Image region labeling entries
- - -
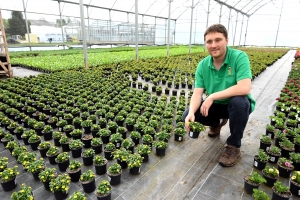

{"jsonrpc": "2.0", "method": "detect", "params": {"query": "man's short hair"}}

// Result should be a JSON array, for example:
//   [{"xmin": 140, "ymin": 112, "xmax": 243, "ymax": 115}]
[{"xmin": 204, "ymin": 24, "xmax": 228, "ymax": 41}]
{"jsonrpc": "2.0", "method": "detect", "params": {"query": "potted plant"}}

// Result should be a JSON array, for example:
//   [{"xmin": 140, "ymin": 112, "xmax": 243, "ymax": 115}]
[
  {"xmin": 93, "ymin": 155, "xmax": 107, "ymax": 175},
  {"xmin": 259, "ymin": 135, "xmax": 271, "ymax": 152},
  {"xmin": 153, "ymin": 141, "xmax": 168, "ymax": 156},
  {"xmin": 81, "ymin": 134, "xmax": 93, "ymax": 148},
  {"xmin": 59, "ymin": 135, "xmax": 72, "ymax": 152},
  {"xmin": 11, "ymin": 183, "xmax": 33, "ymax": 200},
  {"xmin": 67, "ymin": 160, "xmax": 81, "ymax": 182},
  {"xmin": 14, "ymin": 126, "xmax": 25, "ymax": 140},
  {"xmin": 277, "ymin": 157, "xmax": 294, "ymax": 178},
  {"xmin": 290, "ymin": 152, "xmax": 300, "ymax": 171},
  {"xmin": 96, "ymin": 180, "xmax": 111, "ymax": 200},
  {"xmin": 73, "ymin": 116, "xmax": 82, "ymax": 129},
  {"xmin": 80, "ymin": 170, "xmax": 96, "ymax": 193},
  {"xmin": 0, "ymin": 166, "xmax": 19, "ymax": 191},
  {"xmin": 68, "ymin": 191, "xmax": 86, "ymax": 200},
  {"xmin": 111, "ymin": 147, "xmax": 130, "ymax": 169},
  {"xmin": 97, "ymin": 128, "xmax": 111, "ymax": 144},
  {"xmin": 91, "ymin": 137, "xmax": 103, "ymax": 154},
  {"xmin": 52, "ymin": 131, "xmax": 62, "ymax": 147},
  {"xmin": 39, "ymin": 168, "xmax": 57, "ymax": 190},
  {"xmin": 290, "ymin": 171, "xmax": 300, "ymax": 197},
  {"xmin": 42, "ymin": 125, "xmax": 53, "ymax": 141},
  {"xmin": 11, "ymin": 146, "xmax": 27, "ymax": 160},
  {"xmin": 262, "ymin": 166, "xmax": 279, "ymax": 187},
  {"xmin": 46, "ymin": 146, "xmax": 59, "ymax": 165},
  {"xmin": 244, "ymin": 172, "xmax": 266, "ymax": 194},
  {"xmin": 63, "ymin": 124, "xmax": 74, "ymax": 137},
  {"xmin": 49, "ymin": 174, "xmax": 70, "ymax": 200},
  {"xmin": 142, "ymin": 134, "xmax": 153, "ymax": 148},
  {"xmin": 109, "ymin": 133, "xmax": 123, "ymax": 149},
  {"xmin": 5, "ymin": 140, "xmax": 19, "ymax": 153},
  {"xmin": 267, "ymin": 146, "xmax": 281, "ymax": 163},
  {"xmin": 70, "ymin": 129, "xmax": 83, "ymax": 140},
  {"xmin": 174, "ymin": 127, "xmax": 186, "ymax": 142},
  {"xmin": 28, "ymin": 134, "xmax": 41, "ymax": 151},
  {"xmin": 136, "ymin": 144, "xmax": 151, "ymax": 162},
  {"xmin": 55, "ymin": 152, "xmax": 70, "ymax": 172},
  {"xmin": 279, "ymin": 138, "xmax": 295, "ymax": 158},
  {"xmin": 17, "ymin": 151, "xmax": 37, "ymax": 171},
  {"xmin": 189, "ymin": 122, "xmax": 205, "ymax": 138},
  {"xmin": 130, "ymin": 131, "xmax": 141, "ymax": 145},
  {"xmin": 81, "ymin": 119, "xmax": 93, "ymax": 134},
  {"xmin": 69, "ymin": 140, "xmax": 83, "ymax": 158},
  {"xmin": 107, "ymin": 163, "xmax": 122, "ymax": 185},
  {"xmin": 272, "ymin": 181, "xmax": 292, "ymax": 200},
  {"xmin": 91, "ymin": 124, "xmax": 101, "ymax": 137},
  {"xmin": 37, "ymin": 141, "xmax": 51, "ymax": 158},
  {"xmin": 252, "ymin": 189, "xmax": 271, "ymax": 200},
  {"xmin": 126, "ymin": 153, "xmax": 144, "ymax": 175},
  {"xmin": 253, "ymin": 149, "xmax": 270, "ymax": 170},
  {"xmin": 155, "ymin": 131, "xmax": 171, "ymax": 142},
  {"xmin": 81, "ymin": 149, "xmax": 95, "ymax": 166},
  {"xmin": 27, "ymin": 158, "xmax": 45, "ymax": 181}
]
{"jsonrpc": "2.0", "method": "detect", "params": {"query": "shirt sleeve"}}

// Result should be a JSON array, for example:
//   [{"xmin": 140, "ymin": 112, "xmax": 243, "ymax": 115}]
[
  {"xmin": 195, "ymin": 61, "xmax": 205, "ymax": 88},
  {"xmin": 236, "ymin": 52, "xmax": 252, "ymax": 82}
]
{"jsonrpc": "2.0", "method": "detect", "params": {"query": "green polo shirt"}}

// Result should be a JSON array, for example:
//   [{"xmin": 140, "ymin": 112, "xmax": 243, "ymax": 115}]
[{"xmin": 195, "ymin": 47, "xmax": 255, "ymax": 112}]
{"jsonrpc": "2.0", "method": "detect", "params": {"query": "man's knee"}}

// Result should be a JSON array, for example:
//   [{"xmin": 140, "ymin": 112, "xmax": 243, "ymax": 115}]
[
  {"xmin": 229, "ymin": 96, "xmax": 250, "ymax": 109},
  {"xmin": 182, "ymin": 108, "xmax": 189, "ymax": 121}
]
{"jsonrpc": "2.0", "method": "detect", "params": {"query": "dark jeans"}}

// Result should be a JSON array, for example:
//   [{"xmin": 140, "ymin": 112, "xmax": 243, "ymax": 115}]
[{"xmin": 182, "ymin": 96, "xmax": 251, "ymax": 147}]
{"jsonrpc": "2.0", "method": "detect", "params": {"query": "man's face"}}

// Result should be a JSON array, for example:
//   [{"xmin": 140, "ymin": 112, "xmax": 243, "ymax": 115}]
[{"xmin": 205, "ymin": 32, "xmax": 228, "ymax": 59}]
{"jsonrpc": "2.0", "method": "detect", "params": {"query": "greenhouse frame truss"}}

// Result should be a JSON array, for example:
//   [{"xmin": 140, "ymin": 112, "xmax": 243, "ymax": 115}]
[{"xmin": 0, "ymin": 0, "xmax": 294, "ymax": 65}]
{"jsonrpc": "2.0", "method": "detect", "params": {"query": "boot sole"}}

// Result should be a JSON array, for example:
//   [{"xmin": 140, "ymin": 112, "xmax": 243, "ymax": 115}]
[{"xmin": 219, "ymin": 154, "xmax": 241, "ymax": 167}]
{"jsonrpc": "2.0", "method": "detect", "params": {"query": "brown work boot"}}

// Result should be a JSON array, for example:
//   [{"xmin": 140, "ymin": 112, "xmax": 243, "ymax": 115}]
[
  {"xmin": 219, "ymin": 145, "xmax": 241, "ymax": 167},
  {"xmin": 208, "ymin": 119, "xmax": 228, "ymax": 137}
]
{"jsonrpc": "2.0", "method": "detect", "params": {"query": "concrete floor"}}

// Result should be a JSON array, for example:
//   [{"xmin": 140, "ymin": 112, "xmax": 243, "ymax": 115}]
[{"xmin": 0, "ymin": 51, "xmax": 299, "ymax": 200}]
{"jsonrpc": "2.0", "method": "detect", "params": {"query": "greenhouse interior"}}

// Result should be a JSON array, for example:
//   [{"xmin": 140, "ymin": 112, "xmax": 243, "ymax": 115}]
[{"xmin": 0, "ymin": 0, "xmax": 300, "ymax": 200}]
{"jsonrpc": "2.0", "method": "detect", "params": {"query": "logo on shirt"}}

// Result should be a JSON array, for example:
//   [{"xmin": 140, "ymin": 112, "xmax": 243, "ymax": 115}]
[{"xmin": 227, "ymin": 67, "xmax": 231, "ymax": 76}]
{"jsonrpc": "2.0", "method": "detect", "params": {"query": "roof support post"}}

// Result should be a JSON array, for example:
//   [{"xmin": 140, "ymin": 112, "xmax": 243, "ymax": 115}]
[
  {"xmin": 135, "ymin": 0, "xmax": 139, "ymax": 61},
  {"xmin": 239, "ymin": 15, "xmax": 245, "ymax": 46},
  {"xmin": 80, "ymin": 0, "xmax": 89, "ymax": 69},
  {"xmin": 23, "ymin": 0, "xmax": 31, "ymax": 51},
  {"xmin": 233, "ymin": 12, "xmax": 239, "ymax": 46},
  {"xmin": 189, "ymin": 0, "xmax": 194, "ymax": 54},
  {"xmin": 58, "ymin": 1, "xmax": 65, "ymax": 49},
  {"xmin": 167, "ymin": 0, "xmax": 171, "ymax": 57}
]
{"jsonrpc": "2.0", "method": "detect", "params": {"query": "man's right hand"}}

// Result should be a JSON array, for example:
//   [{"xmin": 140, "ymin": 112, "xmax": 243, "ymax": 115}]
[{"xmin": 185, "ymin": 113, "xmax": 195, "ymax": 131}]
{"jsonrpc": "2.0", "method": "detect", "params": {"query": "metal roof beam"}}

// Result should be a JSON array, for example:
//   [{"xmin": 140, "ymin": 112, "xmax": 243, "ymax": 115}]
[
  {"xmin": 214, "ymin": 0, "xmax": 249, "ymax": 17},
  {"xmin": 52, "ymin": 0, "xmax": 176, "ymax": 20}
]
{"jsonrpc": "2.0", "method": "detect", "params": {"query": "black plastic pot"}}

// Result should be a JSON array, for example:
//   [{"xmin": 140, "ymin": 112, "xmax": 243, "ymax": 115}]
[
  {"xmin": 38, "ymin": 148, "xmax": 49, "ymax": 158},
  {"xmin": 156, "ymin": 148, "xmax": 166, "ymax": 157},
  {"xmin": 71, "ymin": 148, "xmax": 82, "ymax": 158},
  {"xmin": 1, "ymin": 178, "xmax": 17, "ymax": 192},
  {"xmin": 56, "ymin": 160, "xmax": 70, "ymax": 172},
  {"xmin": 129, "ymin": 167, "xmax": 141, "ymax": 175},
  {"xmin": 244, "ymin": 176, "xmax": 260, "ymax": 195},
  {"xmin": 67, "ymin": 168, "xmax": 81, "ymax": 182},
  {"xmin": 107, "ymin": 171, "xmax": 122, "ymax": 185},
  {"xmin": 81, "ymin": 178, "xmax": 96, "ymax": 193},
  {"xmin": 253, "ymin": 155, "xmax": 267, "ymax": 170},
  {"xmin": 94, "ymin": 163, "xmax": 107, "ymax": 175},
  {"xmin": 81, "ymin": 154, "xmax": 94, "ymax": 166},
  {"xmin": 92, "ymin": 144, "xmax": 102, "ymax": 154},
  {"xmin": 189, "ymin": 131, "xmax": 200, "ymax": 138}
]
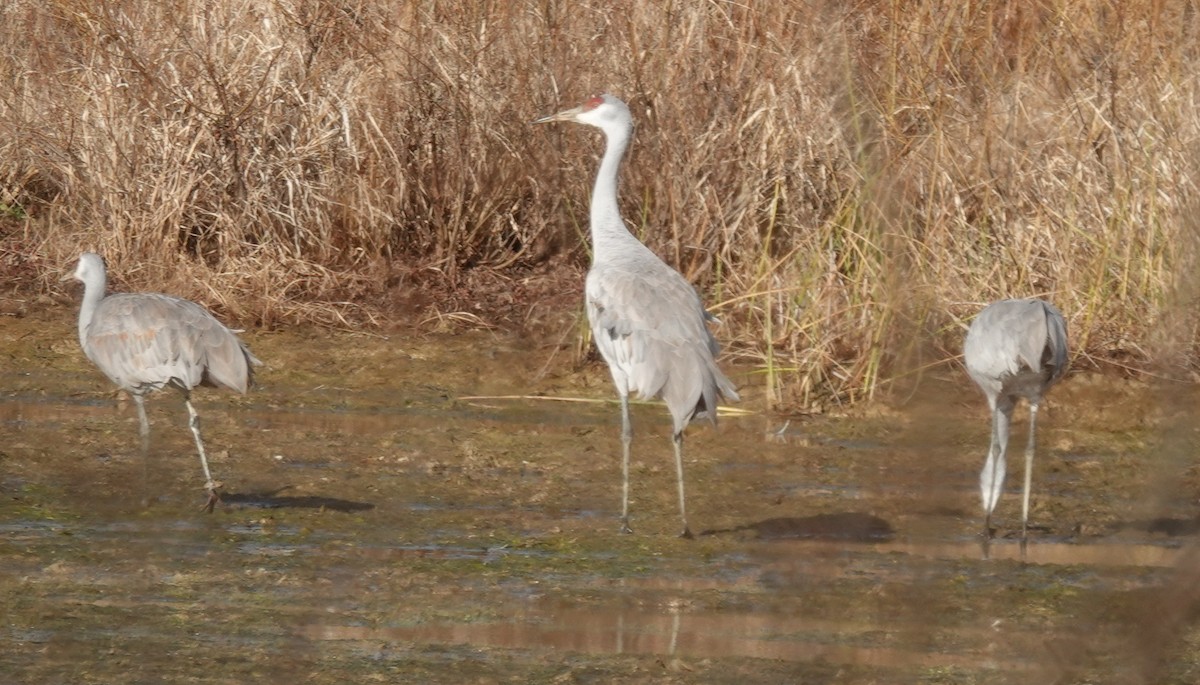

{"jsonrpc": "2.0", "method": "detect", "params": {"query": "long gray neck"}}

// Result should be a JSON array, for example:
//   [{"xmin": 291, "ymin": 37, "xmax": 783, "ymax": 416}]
[
  {"xmin": 592, "ymin": 119, "xmax": 637, "ymax": 262},
  {"xmin": 79, "ymin": 272, "xmax": 108, "ymax": 349}
]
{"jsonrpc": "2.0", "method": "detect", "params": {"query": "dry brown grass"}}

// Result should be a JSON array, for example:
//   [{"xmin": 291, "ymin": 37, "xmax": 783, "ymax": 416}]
[{"xmin": 0, "ymin": 0, "xmax": 1200, "ymax": 405}]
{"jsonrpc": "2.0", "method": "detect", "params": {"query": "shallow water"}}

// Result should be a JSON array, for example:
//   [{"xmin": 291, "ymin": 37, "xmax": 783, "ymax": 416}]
[{"xmin": 0, "ymin": 310, "xmax": 1200, "ymax": 684}]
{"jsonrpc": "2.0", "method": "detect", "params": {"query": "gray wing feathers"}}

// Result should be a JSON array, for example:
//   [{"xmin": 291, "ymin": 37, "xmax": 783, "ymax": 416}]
[
  {"xmin": 84, "ymin": 294, "xmax": 262, "ymax": 392},
  {"xmin": 962, "ymin": 300, "xmax": 1067, "ymax": 392},
  {"xmin": 587, "ymin": 265, "xmax": 738, "ymax": 432}
]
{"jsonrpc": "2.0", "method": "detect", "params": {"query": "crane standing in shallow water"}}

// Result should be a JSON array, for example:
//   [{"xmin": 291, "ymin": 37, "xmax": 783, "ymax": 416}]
[
  {"xmin": 962, "ymin": 300, "xmax": 1067, "ymax": 551},
  {"xmin": 64, "ymin": 252, "xmax": 262, "ymax": 512},
  {"xmin": 534, "ymin": 94, "xmax": 738, "ymax": 537}
]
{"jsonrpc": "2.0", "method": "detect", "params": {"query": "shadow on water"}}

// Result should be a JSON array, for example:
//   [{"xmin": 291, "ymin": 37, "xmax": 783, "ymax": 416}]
[
  {"xmin": 0, "ymin": 337, "xmax": 1200, "ymax": 685},
  {"xmin": 221, "ymin": 486, "xmax": 374, "ymax": 513}
]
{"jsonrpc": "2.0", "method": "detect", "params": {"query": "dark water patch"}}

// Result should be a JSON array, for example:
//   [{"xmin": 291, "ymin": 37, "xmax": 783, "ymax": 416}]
[
  {"xmin": 701, "ymin": 512, "xmax": 895, "ymax": 542},
  {"xmin": 221, "ymin": 487, "xmax": 374, "ymax": 513}
]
- - -
- [Written task] Your task is to write out the lines from the one with "standing in shallow" through the end of the records, exactly and with nothing added.

- [Correct output]
{"jsonrpc": "2.0", "method": "detect", "params": {"query": "crane standing in shallow water"}}

// Result should be a JSON array, for example:
//   [{"xmin": 291, "ymin": 37, "xmax": 783, "ymax": 416}]
[
  {"xmin": 962, "ymin": 300, "xmax": 1067, "ymax": 551},
  {"xmin": 64, "ymin": 252, "xmax": 262, "ymax": 512},
  {"xmin": 534, "ymin": 94, "xmax": 738, "ymax": 537}
]
{"jsonrpc": "2.0", "method": "detect", "params": {"query": "shadow on water"}}

// Result should be a JSON array, for example:
//   [{"xmin": 291, "ymin": 37, "xmax": 783, "ymax": 416}]
[
  {"xmin": 0, "ymin": 337, "xmax": 1200, "ymax": 685},
  {"xmin": 221, "ymin": 486, "xmax": 374, "ymax": 513}
]
{"jsonrpc": "2.0", "method": "detect", "params": {"query": "dark water patch"}}

// Result should be a JSON array, for example:
//   [{"xmin": 291, "ymin": 37, "xmax": 783, "ymax": 416}]
[
  {"xmin": 701, "ymin": 512, "xmax": 895, "ymax": 542},
  {"xmin": 221, "ymin": 487, "xmax": 374, "ymax": 513}
]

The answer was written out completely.